- Requirements:
Reproduce the blog post below about why diets fail, word for word and in full.

- Document segment:
────────────────────────────────────────
Thursday, August 17, 2006

If diets work why aren't we all our ideal weight?

Following on from my previous post, I was watching Esther Rantzen and Lynn Faulks on the tv in their new programme Old Dogs, New Tricks chasing up some bloke who was selling diet pills. He was claiming an absolute weight loss guarantee and of course they debunked his claims. He was making pots of money out of people desperate for a solution to their weight loss. I also recall a programme last year with Victoria Word investigating the diet industry and why dieting doesn't seem to work.
Well I guess its pretty obvious really. If dieting worked - first time and forever - then the industry would have run out of steam long ago. For the majority of people, dieting does not work because it isn't what they are eating that's the problem. It's how and why and when they are eating it. That is what the industry relies on. And what is worse is that for many, they end up heavier than they were to start with.
So is the diet industry preying on the desperate? Well that is debatable. They are catering for a demand and while we believe that dieting is the answer to shed our extra pounds, we will feed the industry's coffers to the tune of billions of dollars a year. In the US alone the diet industry is worth about $48 billion dollars.
What lies beneath that demand however is more important and is the real answer to pound or kilo shedding: our self esteem, our self worth and our relationship with food. I mentioned the fabulous Chocolate Fairies at www.beyondchocolate.co.uk in my last post. I plug them because they, like me, want to inspire women to get off this treadmill of poor self image, poor self esteem, and low self worth. They come at it from the angle of getting to grips with your relationship with food. I come at it from the angle of having a better relationship with yourself - being your own best friend instead of your own worst enemy and celebrating yourself as you are right now - with or without those extra few pounds.
────────────────────────────────────────
- Given data:
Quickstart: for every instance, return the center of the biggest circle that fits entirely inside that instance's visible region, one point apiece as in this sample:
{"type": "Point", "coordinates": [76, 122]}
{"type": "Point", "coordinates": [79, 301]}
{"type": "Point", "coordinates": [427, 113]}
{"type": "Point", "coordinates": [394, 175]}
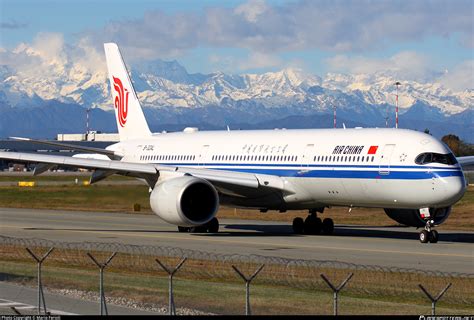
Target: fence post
{"type": "Point", "coordinates": [336, 289]}
{"type": "Point", "coordinates": [171, 305]}
{"type": "Point", "coordinates": [432, 299]}
{"type": "Point", "coordinates": [247, 286]}
{"type": "Point", "coordinates": [40, 283]}
{"type": "Point", "coordinates": [103, 305]}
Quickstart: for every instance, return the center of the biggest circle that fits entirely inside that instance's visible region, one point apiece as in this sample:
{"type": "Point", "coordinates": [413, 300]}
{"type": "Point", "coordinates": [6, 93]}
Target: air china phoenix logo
{"type": "Point", "coordinates": [121, 101]}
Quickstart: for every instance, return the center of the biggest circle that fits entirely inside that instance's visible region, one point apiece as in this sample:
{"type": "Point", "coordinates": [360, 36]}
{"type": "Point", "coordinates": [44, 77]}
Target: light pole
{"type": "Point", "coordinates": [396, 106]}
────────────────────────────────────────
- Exercise response:
Thursday, August 17, 2006

If diets work why aren't we all our ideal weight?

Following on from my previous post, I was watching Esther Rantzen and Lynn Faulks on the tv in their new programme Old Dogs, New Tricks chasing up some bloke who was selling diet pills. He was claiming an absolute weight loss guarantee and of course they debunked his claims. He was making pots of money out of people desperate for a solution to their weight loss. I also recall a programme last year with Victoria Word investigating the diet industry and why dieting doesn't seem to work.
Well I guess its pretty obvious really. If dieting worked - first time and forever - then the industry would have run out of steam long ago. For the majority of people, dieting does not work because it isn't what they are eating that's the problem. It's how and why and when they are eating it. That is what the industry relies on. And what is worse is that for many, they end up heavier than they were to start with.
So is the diet industry preying on the desperate? Well that is debatable. They are catering for a demand and while we believe that dieting is the answer to shed our extra pounds, we will feed the industry's coffers to the tune of billions of dollars a year. In the US alone the diet industry is worth about $48 billion dollars.
What lies beneath that demand however is more important and is the real answer to pound or kilo shedding: our self esteem, our self worth and our relationship with food. I mentioned the fabulous Chocolate Fairies at www.beyondchocolate.co.uk in my last post. I plug them because they, like me, want to inspire women to get off this treadmill of poor self image, poor self esteem, and low self worth. They come at it from the angle of getting to grips with your relationship with food. I come at it from the angle of having a better relationship with yourself - being your own best friend instead of your own worst enemy and celebrating yourself as you are right now - with or without those extra few pounds.